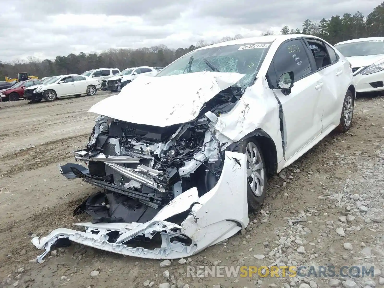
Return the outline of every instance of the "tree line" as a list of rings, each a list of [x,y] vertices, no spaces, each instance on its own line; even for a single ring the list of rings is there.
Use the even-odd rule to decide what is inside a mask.
[[[306,20],[301,30],[283,27],[283,34],[306,34],[318,36],[332,44],[349,39],[365,37],[384,36],[384,2],[375,7],[365,17],[359,11],[354,14],[345,13],[342,17],[333,16],[330,19],[323,18],[319,21]],[[270,35],[270,31],[262,35]],[[258,36],[258,35],[255,35]],[[81,52],[77,55],[71,53],[68,56],[56,56],[54,60],[43,61],[29,57],[27,61],[17,60],[2,63],[0,59],[0,81],[4,76],[17,76],[19,72],[26,72],[39,78],[67,74],[81,74],[88,70],[102,67],[115,67],[121,70],[140,66],[165,66],[180,56],[204,46],[215,43],[242,38],[240,34],[226,36],[210,43],[200,40],[188,47],[171,49],[160,45],[136,49],[110,49],[99,53]]]

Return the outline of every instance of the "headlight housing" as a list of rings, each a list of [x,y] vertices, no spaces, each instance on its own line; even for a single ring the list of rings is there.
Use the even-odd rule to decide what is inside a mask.
[[[379,63],[374,63],[370,66],[365,69],[361,73],[363,75],[369,75],[372,73],[380,72],[384,70],[384,59],[382,59]]]

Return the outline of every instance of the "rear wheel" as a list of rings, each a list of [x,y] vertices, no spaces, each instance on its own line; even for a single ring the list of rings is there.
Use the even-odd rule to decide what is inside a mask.
[[[93,85],[90,85],[87,87],[87,95],[88,96],[93,96],[96,94],[96,87]]]
[[[53,101],[57,97],[56,93],[53,90],[47,90],[44,91],[44,99],[47,102]]]
[[[266,170],[261,149],[256,140],[250,138],[240,142],[233,151],[247,156],[248,209],[255,210],[264,202],[266,192]]]
[[[353,105],[354,104],[353,94],[349,90],[347,91],[343,103],[340,124],[336,127],[337,131],[345,133],[349,130],[353,118]]]
[[[8,97],[11,101],[17,101],[19,99],[19,94],[16,92],[13,92],[9,94]]]

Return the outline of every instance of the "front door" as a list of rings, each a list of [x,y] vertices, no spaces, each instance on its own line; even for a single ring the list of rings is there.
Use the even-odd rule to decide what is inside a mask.
[[[321,113],[318,109],[321,76],[313,68],[310,52],[300,38],[285,42],[278,48],[268,72],[270,86],[283,108],[284,158],[293,156],[321,132]],[[285,95],[277,81],[281,74],[293,71],[293,86]]]
[[[57,88],[55,88],[58,96],[66,96],[76,94],[76,89],[71,76],[64,77],[60,81],[64,81],[64,83],[57,84]]]

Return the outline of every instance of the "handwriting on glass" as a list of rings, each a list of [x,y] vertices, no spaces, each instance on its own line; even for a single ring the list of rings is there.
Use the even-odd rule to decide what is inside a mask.
[[[291,45],[290,46],[288,46],[288,51],[289,51],[290,53],[293,53],[295,52],[300,52],[300,48],[299,48],[299,46],[297,44],[295,44],[295,45]]]

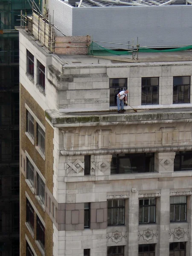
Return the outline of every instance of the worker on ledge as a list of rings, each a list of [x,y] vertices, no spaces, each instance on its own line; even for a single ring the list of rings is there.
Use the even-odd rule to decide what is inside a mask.
[[[129,91],[128,90],[125,91],[121,91],[117,95],[116,102],[118,113],[123,113],[125,111],[124,109],[124,102],[127,104],[127,94],[128,92]],[[125,101],[124,101],[124,98],[125,99]]]

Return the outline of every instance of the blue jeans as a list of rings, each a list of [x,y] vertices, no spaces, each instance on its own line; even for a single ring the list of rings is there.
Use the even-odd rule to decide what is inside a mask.
[[[124,108],[124,102],[123,102],[123,100],[121,100],[119,98],[119,97],[116,97],[116,102],[117,103],[117,109],[118,111],[119,111],[121,110],[121,109],[123,109]]]

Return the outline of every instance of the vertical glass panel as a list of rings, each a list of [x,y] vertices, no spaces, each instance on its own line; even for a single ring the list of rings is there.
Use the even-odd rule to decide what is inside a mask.
[[[118,224],[118,209],[113,208],[113,225],[117,225]]]
[[[174,205],[171,205],[170,207],[170,221],[174,221]]]
[[[154,222],[155,221],[155,207],[151,206],[150,207],[150,212],[149,222],[151,223]]]
[[[149,221],[149,208],[148,207],[144,207],[144,222],[147,223]]]

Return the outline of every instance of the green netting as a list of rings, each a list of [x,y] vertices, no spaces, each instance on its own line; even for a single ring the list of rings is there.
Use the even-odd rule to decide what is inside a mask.
[[[166,49],[166,50],[156,50],[145,48],[140,48],[140,52],[180,52],[186,51],[192,49],[192,45],[189,45],[185,47],[180,47],[172,49]],[[123,51],[110,50],[99,45],[98,44],[92,42],[88,47],[88,54],[89,55],[94,55],[97,56],[107,56],[111,55],[131,55],[132,51],[131,50]]]

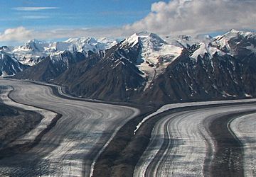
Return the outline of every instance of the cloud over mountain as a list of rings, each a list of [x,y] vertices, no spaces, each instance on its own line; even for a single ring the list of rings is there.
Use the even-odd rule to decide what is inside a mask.
[[[256,25],[255,0],[173,0],[151,5],[144,18],[124,27],[163,35],[202,33]]]

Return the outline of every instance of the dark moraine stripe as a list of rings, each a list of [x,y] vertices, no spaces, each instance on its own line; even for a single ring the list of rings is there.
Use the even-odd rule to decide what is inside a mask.
[[[242,143],[229,128],[233,120],[255,111],[243,111],[220,116],[210,125],[211,133],[216,146],[214,158],[210,169],[205,169],[208,176],[243,176],[243,148]],[[206,165],[205,166],[207,166]]]

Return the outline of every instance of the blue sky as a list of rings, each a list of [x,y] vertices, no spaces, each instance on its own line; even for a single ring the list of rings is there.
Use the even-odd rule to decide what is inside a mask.
[[[0,45],[31,39],[256,30],[255,0],[0,0]]]
[[[18,26],[33,29],[119,26],[146,16],[156,1],[159,1],[8,0],[0,6],[0,30]],[[53,8],[32,11],[21,7]]]

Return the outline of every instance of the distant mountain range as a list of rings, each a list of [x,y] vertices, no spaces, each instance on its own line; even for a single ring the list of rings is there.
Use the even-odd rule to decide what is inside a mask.
[[[255,33],[31,40],[0,52],[1,75],[50,81],[89,98],[161,104],[256,96]]]

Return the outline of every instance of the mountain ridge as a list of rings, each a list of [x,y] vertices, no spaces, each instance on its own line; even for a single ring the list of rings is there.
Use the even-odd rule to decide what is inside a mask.
[[[187,37],[175,46],[154,33],[135,33],[89,55],[65,52],[63,68],[53,62],[46,67],[52,64],[43,60],[14,78],[50,81],[76,96],[115,101],[162,104],[256,96],[255,33],[232,30],[193,42]],[[47,58],[64,61],[61,55]],[[48,72],[58,68],[60,72]],[[42,70],[40,77],[31,76]]]

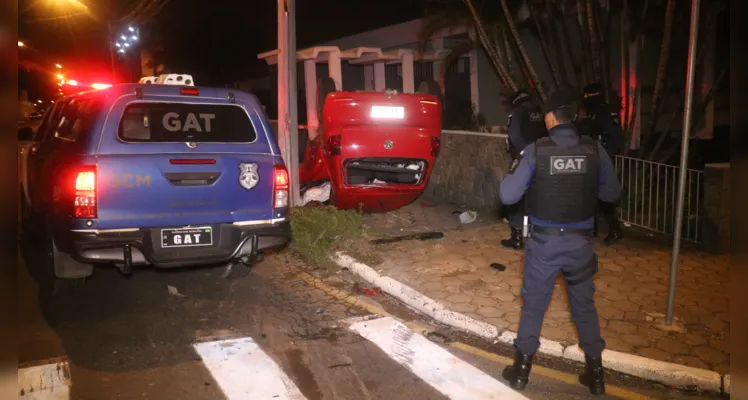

Work to be completed: Rewrite all of the lines above with each "even-odd rule" changed to "nonzero winding rule" and nothing else altered. Leave the pictures out.

Solved exercise:
Return the outline of every instance of the "tree line" as a list of rings, each a list of [x,y] vertices, no spaces, each instance on its own line; even for a single ring the list of rings is there.
Use the nonzero winding rule to decide what is inside a mask.
[[[306,20],[301,30],[283,27],[283,34],[306,34],[318,36],[332,44],[349,39],[365,37],[384,36],[384,2],[375,7],[365,17],[359,11],[354,14],[345,13],[342,17],[333,16],[330,19],[323,18],[319,21]],[[270,35],[270,31],[262,35]],[[258,36],[258,35],[255,35]],[[81,52],[77,55],[71,53],[68,56],[56,56],[54,60],[43,61],[29,57],[27,61],[17,60],[2,63],[0,59],[0,81],[4,76],[17,76],[19,72],[26,72],[39,78],[67,74],[81,74],[88,70],[102,67],[115,67],[121,70],[140,66],[165,66],[180,56],[204,46],[215,43],[242,38],[240,34],[226,36],[210,43],[200,40],[188,47],[171,49],[160,45],[136,49],[110,49],[99,53]]]

Return the outline of every instance of the "headlight housing" as a list of rings, each a list of [x,y] vertices, no spaces, each instance on its own line; even for a single ring the list of rings is there.
Use the nonzero winding rule to decide what is inside a mask.
[[[379,63],[374,63],[370,66],[365,69],[361,73],[363,75],[369,75],[372,73],[380,72],[384,70],[384,59],[382,59]]]

Return the outline of every instance of the "rear wheel" as a list of rings, each a list of [x,y] vertices, no spaces, each instance on its own line; even for a single ring the list of rings is there.
Use the nonzero winding rule to decide what is inside a mask.
[[[93,85],[90,85],[87,87],[87,95],[88,96],[93,96],[96,94],[96,87]]]
[[[53,101],[57,97],[56,93],[53,90],[47,90],[44,91],[44,99],[47,102]]]
[[[266,170],[261,149],[256,140],[250,138],[240,142],[233,151],[247,156],[248,209],[255,210],[264,202],[266,192]]]
[[[353,105],[354,104],[353,94],[349,90],[347,91],[343,103],[340,124],[336,127],[337,131],[345,133],[349,130],[353,118]]]
[[[8,97],[11,101],[17,101],[19,99],[19,94],[16,92],[13,92],[9,94]]]

Return the outline of every instance of the "front door" as a list of rings, each a list of [x,y] vertices, no spaces, each instance on its own line; even for a single ring the list of rings is there.
Use the nonzero winding rule to decide what is inside a mask.
[[[321,113],[318,109],[321,76],[313,68],[310,52],[300,38],[285,42],[278,48],[268,72],[270,86],[283,108],[284,158],[293,156],[321,132]],[[285,95],[277,81],[281,74],[293,71],[293,86]]]
[[[57,88],[55,88],[58,96],[66,96],[76,94],[76,89],[71,76],[64,77],[60,81],[64,81],[64,83],[57,84]]]

Return the outline of every instance of the "handwriting on glass" as a list of rings, each a list of [x,y] vertices, no spaces, each instance on its own line; even for a single ring the list of rings is there.
Use the nonzero winding rule to decide what is inside a mask.
[[[291,45],[290,46],[288,46],[288,51],[289,51],[290,53],[293,53],[295,52],[300,52],[300,48],[299,48],[299,46],[297,44],[295,44],[295,45]]]

Return the outline of every instance of the worker on ledge as a list of rings, each a list of [x,y] vertices, no spaces, each instance on its own line; even for a single ring the list of rings is there.
Use the nonzero winding rule to decide what is inside a mask.
[[[129,91],[128,90],[125,91],[121,91],[117,95],[116,102],[118,113],[123,113],[125,111],[124,109],[124,102],[127,104],[127,94],[128,92]],[[125,101],[124,101],[124,98],[125,99]]]

Return the outline of every instance of the blue jeans as a list of rings, each a list of [x,y] vertices, no spaces, each instance on its own line; even for a single ring the list of rings is there.
Use the nonzero winding rule to decide what is inside a mask.
[[[124,108],[124,102],[123,102],[123,100],[121,100],[119,98],[119,97],[116,97],[116,102],[117,103],[117,109],[118,111],[119,111],[121,110],[121,109],[123,109]]]

Return the outline of every instance of the vertical glass panel as a list of rings, each a list of [x,y] vertices, no spaces, each instance on its own line; even for a single ring the list of rings is there.
Use the nonzero winding rule to decide what is inside a mask.
[[[118,224],[118,209],[113,208],[113,225],[117,225]]]
[[[174,205],[171,205],[170,207],[170,221],[174,221]]]
[[[154,222],[155,221],[155,207],[151,206],[150,207],[150,212],[149,222],[151,223]]]
[[[149,221],[149,208],[148,207],[144,207],[144,222],[147,223]]]

Return the outline of every instance of the green netting as a list of rings, each a list of [x,y] vertices, no spaces, each instance on its own line; even for a single ring the list of rings is there.
Use the nonzero winding rule to decide what is inside a mask.
[[[166,49],[166,50],[156,50],[145,48],[140,48],[140,52],[180,52],[186,51],[192,49],[192,45],[189,45],[185,47],[180,47],[172,49]],[[123,51],[110,50],[99,45],[98,44],[92,42],[88,47],[88,54],[89,55],[94,55],[97,56],[107,56],[111,55],[131,55],[132,51],[131,50]]]

Return the outline of every instance of the cloud over mountain as a list of rings, each a list of [x,y] vertices, no spaces, each instance on its own line; even for a single ring the list of rings is there.
Use the nonzero winding rule to decide what is inside a mask.
[[[256,25],[255,0],[173,0],[151,5],[144,18],[124,27],[163,35],[202,33]]]

Return the outline of every instance of the dark moraine stripe as a list of rings, each a list of [x,y] vertices, no spaces, each instance on its own line; even for a single ring the list of rings is there.
Use the nonzero winding rule to decide what is inside a mask.
[[[242,143],[229,128],[233,120],[255,111],[243,111],[220,116],[210,125],[211,133],[216,146],[214,158],[210,169],[205,169],[208,176],[243,176],[243,148]],[[206,165],[205,166],[207,166]]]

Return the outline of every instance of the blue sky as a list of rings, each a list of [x,y] vertices, no spaces, each instance on its own line; even for a single ring the list of rings is there.
Use the nonzero winding rule to decide what is inside a mask.
[[[0,45],[31,39],[256,30],[255,0],[0,0]]]
[[[18,26],[33,29],[119,26],[146,16],[156,1],[159,1],[8,0],[0,6],[0,30]],[[53,8],[32,11],[21,7]]]

Return the outline of every instance of the distant mountain range as a list of rings, each a list of [x,y] vertices, no spaces, each instance on its own line; even for a single ring the list of rings is there.
Use the nonzero winding rule to decide what is inside a mask.
[[[255,33],[31,40],[0,52],[1,75],[50,81],[89,98],[161,104],[256,96]]]

Return the outline of every instance of the mountain ridge as a list of rings, each a list of [x,y] vertices, no spaces, each instance on its own line; even for a single ring the list of rings is there.
Use the nonzero winding rule to decide what is inside a mask.
[[[187,37],[175,46],[154,33],[135,33],[89,55],[65,52],[63,68],[53,62],[46,67],[52,64],[43,60],[14,78],[50,81],[76,96],[115,101],[162,104],[256,96],[255,33],[232,30],[193,42]],[[47,58],[64,61],[61,55]],[[48,72],[58,68],[60,72]],[[42,70],[40,77],[31,76]]]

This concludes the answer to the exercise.